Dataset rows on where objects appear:
[start]
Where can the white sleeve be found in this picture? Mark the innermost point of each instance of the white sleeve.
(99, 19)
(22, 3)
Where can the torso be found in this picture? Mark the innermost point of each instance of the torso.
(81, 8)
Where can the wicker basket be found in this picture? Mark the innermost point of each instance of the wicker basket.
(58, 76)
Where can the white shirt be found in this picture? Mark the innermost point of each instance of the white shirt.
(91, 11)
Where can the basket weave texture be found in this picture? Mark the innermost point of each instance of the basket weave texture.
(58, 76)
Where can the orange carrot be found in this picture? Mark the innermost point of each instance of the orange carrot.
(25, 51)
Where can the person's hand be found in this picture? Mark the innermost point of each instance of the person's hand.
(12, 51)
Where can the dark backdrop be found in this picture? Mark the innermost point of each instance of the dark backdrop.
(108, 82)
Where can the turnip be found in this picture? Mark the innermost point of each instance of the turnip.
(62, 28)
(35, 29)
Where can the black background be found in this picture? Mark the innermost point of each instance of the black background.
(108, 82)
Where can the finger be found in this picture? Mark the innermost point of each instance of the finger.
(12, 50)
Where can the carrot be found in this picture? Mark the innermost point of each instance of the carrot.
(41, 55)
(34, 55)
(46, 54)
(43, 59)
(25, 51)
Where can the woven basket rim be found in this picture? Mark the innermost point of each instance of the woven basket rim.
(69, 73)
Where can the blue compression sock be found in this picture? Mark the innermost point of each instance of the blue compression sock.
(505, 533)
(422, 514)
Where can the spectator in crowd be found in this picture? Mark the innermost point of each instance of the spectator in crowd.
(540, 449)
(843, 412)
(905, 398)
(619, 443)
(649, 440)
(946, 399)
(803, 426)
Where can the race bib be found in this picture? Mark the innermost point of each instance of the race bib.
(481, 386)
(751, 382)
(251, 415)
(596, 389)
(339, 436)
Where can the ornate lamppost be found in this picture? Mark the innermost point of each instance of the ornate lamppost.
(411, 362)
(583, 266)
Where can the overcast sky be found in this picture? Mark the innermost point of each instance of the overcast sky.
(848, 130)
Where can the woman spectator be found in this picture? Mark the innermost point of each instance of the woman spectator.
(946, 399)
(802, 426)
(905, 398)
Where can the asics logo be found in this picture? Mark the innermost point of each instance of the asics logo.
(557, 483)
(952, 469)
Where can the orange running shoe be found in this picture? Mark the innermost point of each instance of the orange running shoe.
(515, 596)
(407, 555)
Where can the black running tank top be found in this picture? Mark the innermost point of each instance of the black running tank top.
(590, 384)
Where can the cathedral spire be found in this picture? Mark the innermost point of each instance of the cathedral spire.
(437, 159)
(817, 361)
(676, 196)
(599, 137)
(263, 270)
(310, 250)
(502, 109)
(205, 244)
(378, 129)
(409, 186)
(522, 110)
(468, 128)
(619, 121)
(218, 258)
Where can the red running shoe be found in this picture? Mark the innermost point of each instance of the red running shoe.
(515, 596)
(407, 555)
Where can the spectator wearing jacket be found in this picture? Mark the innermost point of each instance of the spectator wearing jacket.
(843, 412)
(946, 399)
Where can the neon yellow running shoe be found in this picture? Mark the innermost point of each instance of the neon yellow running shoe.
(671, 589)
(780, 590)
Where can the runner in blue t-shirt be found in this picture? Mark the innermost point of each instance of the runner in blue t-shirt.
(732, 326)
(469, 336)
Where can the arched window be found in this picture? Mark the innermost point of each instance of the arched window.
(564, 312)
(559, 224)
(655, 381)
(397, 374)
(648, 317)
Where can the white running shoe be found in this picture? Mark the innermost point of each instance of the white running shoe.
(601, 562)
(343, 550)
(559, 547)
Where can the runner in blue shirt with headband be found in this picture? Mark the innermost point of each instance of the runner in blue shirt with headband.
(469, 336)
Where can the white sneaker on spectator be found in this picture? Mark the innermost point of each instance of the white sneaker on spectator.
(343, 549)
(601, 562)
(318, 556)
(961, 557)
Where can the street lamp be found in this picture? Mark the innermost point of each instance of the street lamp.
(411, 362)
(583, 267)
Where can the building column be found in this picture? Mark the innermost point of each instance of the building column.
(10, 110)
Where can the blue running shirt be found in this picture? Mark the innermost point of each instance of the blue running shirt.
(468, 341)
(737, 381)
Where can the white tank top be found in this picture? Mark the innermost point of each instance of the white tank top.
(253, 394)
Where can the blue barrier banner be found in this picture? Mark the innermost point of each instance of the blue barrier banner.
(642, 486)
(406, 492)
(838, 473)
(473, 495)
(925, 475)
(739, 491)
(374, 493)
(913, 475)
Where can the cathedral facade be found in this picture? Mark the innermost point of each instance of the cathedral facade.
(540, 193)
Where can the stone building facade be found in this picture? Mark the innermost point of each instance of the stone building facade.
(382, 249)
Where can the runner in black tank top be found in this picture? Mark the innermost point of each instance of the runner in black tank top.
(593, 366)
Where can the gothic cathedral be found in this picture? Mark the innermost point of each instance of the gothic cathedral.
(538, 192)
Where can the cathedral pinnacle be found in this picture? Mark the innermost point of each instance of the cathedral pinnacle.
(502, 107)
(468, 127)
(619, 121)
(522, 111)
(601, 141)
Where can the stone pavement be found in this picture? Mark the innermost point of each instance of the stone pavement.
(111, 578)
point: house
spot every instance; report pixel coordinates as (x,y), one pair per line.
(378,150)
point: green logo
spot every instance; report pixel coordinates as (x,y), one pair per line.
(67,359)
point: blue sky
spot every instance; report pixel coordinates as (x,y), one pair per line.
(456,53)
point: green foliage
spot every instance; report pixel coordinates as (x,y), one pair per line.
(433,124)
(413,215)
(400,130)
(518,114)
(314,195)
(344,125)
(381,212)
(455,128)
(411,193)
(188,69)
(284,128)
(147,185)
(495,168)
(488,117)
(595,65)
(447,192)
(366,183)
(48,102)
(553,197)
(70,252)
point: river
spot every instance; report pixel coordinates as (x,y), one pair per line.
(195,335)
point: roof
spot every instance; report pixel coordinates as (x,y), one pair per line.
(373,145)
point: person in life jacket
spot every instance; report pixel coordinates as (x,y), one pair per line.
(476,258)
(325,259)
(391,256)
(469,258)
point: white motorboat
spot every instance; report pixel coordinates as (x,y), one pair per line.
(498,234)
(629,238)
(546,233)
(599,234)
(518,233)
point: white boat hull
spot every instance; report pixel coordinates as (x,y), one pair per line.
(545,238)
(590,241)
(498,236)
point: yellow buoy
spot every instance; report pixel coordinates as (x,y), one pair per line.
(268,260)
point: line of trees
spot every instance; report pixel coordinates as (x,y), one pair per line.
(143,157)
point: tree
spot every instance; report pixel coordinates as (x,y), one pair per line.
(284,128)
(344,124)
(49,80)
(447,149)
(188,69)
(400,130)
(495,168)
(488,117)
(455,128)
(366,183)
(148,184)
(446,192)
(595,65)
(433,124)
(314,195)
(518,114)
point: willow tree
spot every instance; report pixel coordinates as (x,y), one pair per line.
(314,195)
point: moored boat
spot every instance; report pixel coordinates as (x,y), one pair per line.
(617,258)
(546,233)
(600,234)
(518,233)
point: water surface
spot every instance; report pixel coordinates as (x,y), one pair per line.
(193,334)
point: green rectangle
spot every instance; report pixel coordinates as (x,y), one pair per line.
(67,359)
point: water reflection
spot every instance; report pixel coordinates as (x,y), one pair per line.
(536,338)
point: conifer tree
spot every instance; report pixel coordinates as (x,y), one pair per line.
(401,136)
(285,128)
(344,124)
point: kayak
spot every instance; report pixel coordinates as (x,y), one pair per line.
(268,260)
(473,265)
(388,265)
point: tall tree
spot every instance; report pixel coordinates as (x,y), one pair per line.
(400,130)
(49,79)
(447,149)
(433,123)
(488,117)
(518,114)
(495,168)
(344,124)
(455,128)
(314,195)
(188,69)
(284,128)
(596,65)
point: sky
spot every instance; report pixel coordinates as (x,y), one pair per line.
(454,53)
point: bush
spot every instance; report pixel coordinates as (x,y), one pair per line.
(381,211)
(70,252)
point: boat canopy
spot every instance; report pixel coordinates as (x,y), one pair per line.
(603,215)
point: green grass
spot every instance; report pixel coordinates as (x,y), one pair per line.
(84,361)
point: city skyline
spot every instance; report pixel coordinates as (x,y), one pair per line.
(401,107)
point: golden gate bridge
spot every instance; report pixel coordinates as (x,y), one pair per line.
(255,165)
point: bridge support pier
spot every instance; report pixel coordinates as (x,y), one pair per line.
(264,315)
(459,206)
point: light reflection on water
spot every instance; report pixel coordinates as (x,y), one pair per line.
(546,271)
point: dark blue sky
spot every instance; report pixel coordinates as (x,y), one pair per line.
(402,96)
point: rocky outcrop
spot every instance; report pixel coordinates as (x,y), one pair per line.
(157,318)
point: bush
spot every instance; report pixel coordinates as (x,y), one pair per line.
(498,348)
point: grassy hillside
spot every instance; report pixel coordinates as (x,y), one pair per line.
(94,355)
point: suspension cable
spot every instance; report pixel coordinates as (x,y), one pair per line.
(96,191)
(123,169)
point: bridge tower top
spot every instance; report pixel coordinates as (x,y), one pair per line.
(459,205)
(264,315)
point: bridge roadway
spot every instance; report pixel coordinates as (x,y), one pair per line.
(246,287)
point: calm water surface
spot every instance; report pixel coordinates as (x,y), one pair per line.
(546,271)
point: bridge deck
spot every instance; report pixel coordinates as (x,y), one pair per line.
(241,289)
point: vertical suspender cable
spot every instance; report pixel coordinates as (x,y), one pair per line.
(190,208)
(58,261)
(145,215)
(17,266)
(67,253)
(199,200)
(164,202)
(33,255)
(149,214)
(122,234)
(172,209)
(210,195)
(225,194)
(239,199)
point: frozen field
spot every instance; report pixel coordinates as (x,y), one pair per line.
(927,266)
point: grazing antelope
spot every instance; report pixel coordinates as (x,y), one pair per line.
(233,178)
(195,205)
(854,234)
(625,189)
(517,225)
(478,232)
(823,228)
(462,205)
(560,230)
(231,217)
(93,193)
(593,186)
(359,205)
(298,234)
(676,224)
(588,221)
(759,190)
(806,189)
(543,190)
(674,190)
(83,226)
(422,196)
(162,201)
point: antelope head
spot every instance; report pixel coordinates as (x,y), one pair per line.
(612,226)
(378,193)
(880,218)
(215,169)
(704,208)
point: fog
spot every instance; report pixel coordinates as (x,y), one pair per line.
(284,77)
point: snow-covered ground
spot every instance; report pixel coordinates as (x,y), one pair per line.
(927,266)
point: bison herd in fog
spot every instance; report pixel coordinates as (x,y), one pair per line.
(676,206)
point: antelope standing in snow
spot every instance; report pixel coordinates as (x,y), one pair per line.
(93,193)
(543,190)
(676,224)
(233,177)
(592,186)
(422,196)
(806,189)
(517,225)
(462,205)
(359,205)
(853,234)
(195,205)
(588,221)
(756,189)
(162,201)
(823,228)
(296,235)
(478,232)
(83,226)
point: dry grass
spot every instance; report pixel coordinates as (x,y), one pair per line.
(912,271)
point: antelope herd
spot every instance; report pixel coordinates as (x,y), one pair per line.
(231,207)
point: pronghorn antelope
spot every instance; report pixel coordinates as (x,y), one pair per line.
[end]
#### TASK:
Repeat, without changes, every line from the one that contains "point: frozen field" through the final line of the data.

#### THE ANSWER:
point: frozen field
spot every instance; report pixel coordinates as (x,y), one pair per line.
(927,266)
point: grazing antelope
spot every instance; report pixel coordinates as (x,y), one pair per line.
(233,178)
(195,205)
(854,234)
(625,189)
(517,225)
(478,232)
(823,228)
(462,205)
(560,230)
(231,217)
(93,193)
(593,186)
(359,205)
(298,234)
(676,224)
(588,221)
(759,190)
(806,189)
(543,190)
(674,190)
(83,226)
(422,196)
(162,201)
point: antelope head
spot every instance; report pixel coordinates as (x,y), one pair per line.
(612,226)
(378,193)
(880,218)
(215,169)
(704,208)
point: fog
spot every instance; report pixel coordinates as (x,y), one pair per line.
(284,77)
point: snow-covered ground
spot every instance; report pixel coordinates as (x,y), one pair per line.
(927,266)
point: bison herd in fog
spot every instance; report pixel coordinates as (x,y), one pair per line.
(676,206)
point: antelope standing in snow
spot every instance; report pixel coordinates as (x,y), one pair per line.
(93,193)
(543,190)
(676,224)
(233,177)
(592,186)
(422,196)
(806,189)
(517,225)
(462,205)
(359,205)
(853,234)
(195,205)
(588,221)
(756,189)
(162,201)
(823,228)
(296,235)
(478,232)
(83,226)
point: dry grass
spot every instance; report pixel coordinates as (x,y), one pair per line.
(912,271)
point: antelope herd
spot every instance; report pixel coordinates as (x,y), one pair per line.
(231,207)
point: pronghorn antelope
spot every instance; report pixel coordinates as (x,y), one pair per line.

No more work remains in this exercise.